[Task requirements]
(1) According to the Pixie Lott album review, which track on her debut album is an example of dancehall-flavoured R&B?
(2) Carry on the album reviews from the point where they stop.

Album reviews: Pixie Lott | Marc Almond | Stravinsky | Claire Martin | Clark Tracey Sextet | Musique Metisses | Nancy Vieira

POPPIXIE LOTT: TURN IT UP**MERCURY, £12.72

ALTHOUGH this year has arguably belonged to the electro pop of La Roux and Little Boots, we are still sifting through the residue left in the wake of Amy Winehouse and Duffy. Pixie Lott is another big-voiced contender for their crown but, just to cover all bases in these economically uncertain times, Lott's debut album also features dancehall-flavoured R&B (Bandaid), Girls Aloud-style sassy pop (Boys And Girls), Leona Lewis blustering ballads (Nothing Compares) and even a 70s-influenced jaunty piano pop number (Jack) in case there's a Carole King revival around the corner. The upshot is that Lott sounds like just another voice in the crowd, scrabbling around for an identity.

[Supplied data]
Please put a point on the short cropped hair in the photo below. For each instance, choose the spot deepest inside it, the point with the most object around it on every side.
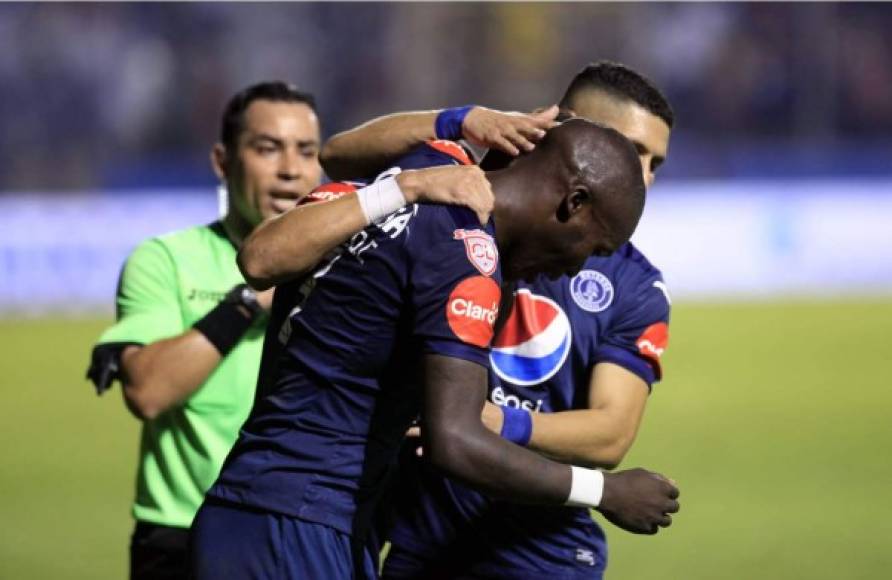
(620, 82)
(276, 91)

[Responses to the tasks]
(1) Bandaid

(2)
MARC ALMOND: ORPHEUS IN EXILE: SONGS OF VADIM KOZIN

****

CHERRY RED, 13.70

GOOD old Marc Almond – who else but the self-styled curator of popular song could we turn to for the first ever English language album of the songs of a forgotten gay Russian gypsy torch singer? If you are going to be that indulgent, best do it in style. Backed by folk ensemble Orchestra Rossiya, Almond interprets with typical relish the music of the man dubbed "the Russian Orpheus", who refused to submit to Stalin and spent years in and out of Siberian prison camps. With its odes to soldiers, tragic tales of fallen women and melodramatic nostalgia for lost youth, Orpheus In Exile is hugely enjoyable, if predictable to anyone already familiar with Almond's chanson repertoire.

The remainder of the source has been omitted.